§ **TRECHO DO TEXTO**
15.9.09

Morte

Estes tempos de pandemia, gripe etc. tornaram a gente um pouco mais neuróticos. É todo mundo lavando a mãozinha, passando álcool, lendo precauções – que morrer ninguém quer. Ficam duas semanas sem aparecer nas escolas, preservando a vida, e mal as coisas se equilibram, vai todo mundo gastar essa mesma vida em inúmeros sábados de trabalho repositivo e sei lá quantas mais horas ordinárias na linha de produção, cujo limite único são as vinte e quatro horas do dia.

Hoje, senti-me meio mal, nariz escorrendo, enjoo-quase-vômito, febrinha... é a tal gripe, pensei. Vou para casa. E abandonei uma aula de política pela metade, precisava descansar, o corpo doía. Daí, fico até agora pensando no ridículo que é pensar em morrer. Mas gosto da brincadeira, e como também sinto medo, vou brincando a sério, já me convenço de que não passo de amanhã, morte vindo a cavalo, e já que é assim, passo uma última vez pelo supermercado, faço bem em me preparar; se o consumismo é um mal, também sei que pecado não é, e nem compro muita coisa, só o bastante para um moribundo de hábitos simples. É, por exemplo, pegar somente um suco preferido, que é de manga, uma fruta boa com gosto de coisa antiga, que é maçã, e afinal uma bolacha, uns pães, uma escova de dentes. Este último item é que não se explica muito bem, afinal, a escova que tinha em casa estava lá com algumas cerdas meio espandongadas, é verdade, mas se estava só meio ruim, também estava obrigatoriamente meio boa – aguentaria ainda alguns dias, sem contar que morimbundos não costumam enxergar muito longe, nem chegam a pensar em dias, pensam quando muito em minutos, sendo na maior parte das vezes um "ajeite aqui este travesseiro, que me incomoda", "dê-me ali aquele remédio, que me dói", "não me venham com jazigo feio".

E fico assim perdido com a escova na mão, frente à gôndola, que fornece escovas de todos os tipos e bolsos, para tornar os dentes mais brancos e lisos, e talvez ignore que a terra de onde vêm seus componentes não faz questão de dentes fortes ou cariados, devora-os a todos com a mesma voracidade, sem distinção de cor ou tecnologia. Resolvo pela mais barata, não há cerda que não limpe nem se estrague. Saio, chego na casa vazia, sinto-me só, e desgraçadamente feliz. Talvez devesse pensar mais em morte, sem precisão de noticiários.

1 comment:

Leco Vilela said...

hoje com a crise "momentanea" do metro somado com a minha falta de paciência, voltei pra casa. A internet capengando me fez querer assistir uns seriados que estavam amontuados nos clousters do meu pc... acabei por me divertindo ouvindo Bajongo e Gotan Project no último volume enquanto fotografava as bolsas que vendo pra fazer um vintém... ai ai... só me faltava um vinho, um merlot ou talvez o amargo cabernet mesmo... e a chuva caia com a janela do meu quarto aberta!

Dados de origem
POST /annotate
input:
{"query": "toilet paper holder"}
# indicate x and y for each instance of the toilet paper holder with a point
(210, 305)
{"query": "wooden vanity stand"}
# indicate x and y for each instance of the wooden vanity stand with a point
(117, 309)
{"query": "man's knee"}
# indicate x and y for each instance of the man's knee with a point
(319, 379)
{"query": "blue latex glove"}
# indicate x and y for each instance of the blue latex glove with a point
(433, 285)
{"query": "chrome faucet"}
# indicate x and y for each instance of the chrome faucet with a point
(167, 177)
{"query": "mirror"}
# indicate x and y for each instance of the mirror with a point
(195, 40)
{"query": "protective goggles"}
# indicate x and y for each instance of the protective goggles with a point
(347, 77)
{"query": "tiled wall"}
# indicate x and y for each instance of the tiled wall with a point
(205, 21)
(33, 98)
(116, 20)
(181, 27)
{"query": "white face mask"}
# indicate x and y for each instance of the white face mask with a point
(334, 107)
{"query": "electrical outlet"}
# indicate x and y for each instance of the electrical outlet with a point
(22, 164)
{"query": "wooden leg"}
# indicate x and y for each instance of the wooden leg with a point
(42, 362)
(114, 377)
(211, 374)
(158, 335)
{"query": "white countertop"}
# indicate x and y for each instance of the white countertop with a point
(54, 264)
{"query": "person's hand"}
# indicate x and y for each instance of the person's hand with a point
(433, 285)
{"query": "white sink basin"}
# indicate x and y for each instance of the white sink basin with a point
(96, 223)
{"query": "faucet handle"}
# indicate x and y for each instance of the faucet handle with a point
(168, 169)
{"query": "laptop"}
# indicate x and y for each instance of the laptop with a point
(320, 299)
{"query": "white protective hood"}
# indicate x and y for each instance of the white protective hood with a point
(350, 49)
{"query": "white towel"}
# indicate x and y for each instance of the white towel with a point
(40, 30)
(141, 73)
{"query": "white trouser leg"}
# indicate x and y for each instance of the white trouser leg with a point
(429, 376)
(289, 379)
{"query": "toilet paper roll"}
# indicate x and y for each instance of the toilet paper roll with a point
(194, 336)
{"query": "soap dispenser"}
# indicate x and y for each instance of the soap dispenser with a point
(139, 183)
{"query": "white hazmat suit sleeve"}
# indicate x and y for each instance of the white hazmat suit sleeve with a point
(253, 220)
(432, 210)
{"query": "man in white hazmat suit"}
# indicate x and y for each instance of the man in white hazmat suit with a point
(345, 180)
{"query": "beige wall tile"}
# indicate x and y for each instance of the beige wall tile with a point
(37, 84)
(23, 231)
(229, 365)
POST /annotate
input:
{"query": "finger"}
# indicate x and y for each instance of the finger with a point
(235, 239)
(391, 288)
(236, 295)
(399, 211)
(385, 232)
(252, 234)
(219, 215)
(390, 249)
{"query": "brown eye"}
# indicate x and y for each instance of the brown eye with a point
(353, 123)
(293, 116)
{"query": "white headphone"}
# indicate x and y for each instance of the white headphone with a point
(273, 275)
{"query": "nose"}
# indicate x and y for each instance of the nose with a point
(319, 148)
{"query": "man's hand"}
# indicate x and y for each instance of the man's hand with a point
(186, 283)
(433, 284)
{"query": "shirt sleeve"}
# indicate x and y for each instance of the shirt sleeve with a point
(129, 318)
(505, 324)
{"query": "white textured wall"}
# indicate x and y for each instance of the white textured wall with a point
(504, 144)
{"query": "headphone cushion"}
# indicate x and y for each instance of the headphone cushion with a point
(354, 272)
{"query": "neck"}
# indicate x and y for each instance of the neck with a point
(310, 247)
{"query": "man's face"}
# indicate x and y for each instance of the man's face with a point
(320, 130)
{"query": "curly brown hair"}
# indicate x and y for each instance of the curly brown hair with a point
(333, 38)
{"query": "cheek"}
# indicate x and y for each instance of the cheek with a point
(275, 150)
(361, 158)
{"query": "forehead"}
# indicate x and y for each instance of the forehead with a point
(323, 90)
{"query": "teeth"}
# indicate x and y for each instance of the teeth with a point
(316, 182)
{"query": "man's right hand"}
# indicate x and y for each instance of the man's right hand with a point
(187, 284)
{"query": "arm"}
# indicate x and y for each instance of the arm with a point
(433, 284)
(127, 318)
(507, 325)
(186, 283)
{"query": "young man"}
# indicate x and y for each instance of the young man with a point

§ **O QUE FAZER**
Reproduza o trecho do texto sobre a morte que vai de "E fico assim" até "Leco Vilela said...".

§ **RESPOSTA**
E fico assim perdido com a escova na mão, frente à gôndola, que fornece escovas de todos os tipos e bolsos, para tornar os dentes mais brancos e lisos, e talvez ignore que a terra de onde vêm seus componentes não faz questão de dentes fortes ou cariados, devora-os a todos com a mesma voracidade, sem distinção de cor ou tecnologia. Resolvo pela mais barata, não há cerda que não limpe nem se estrague. Saio, chego na casa vazia, sinto-me só, e desgraçadamente feliz. Talvez devesse pensar mais em morte, sem precisão de noticiários.

1 comment:

Leco Vilela said...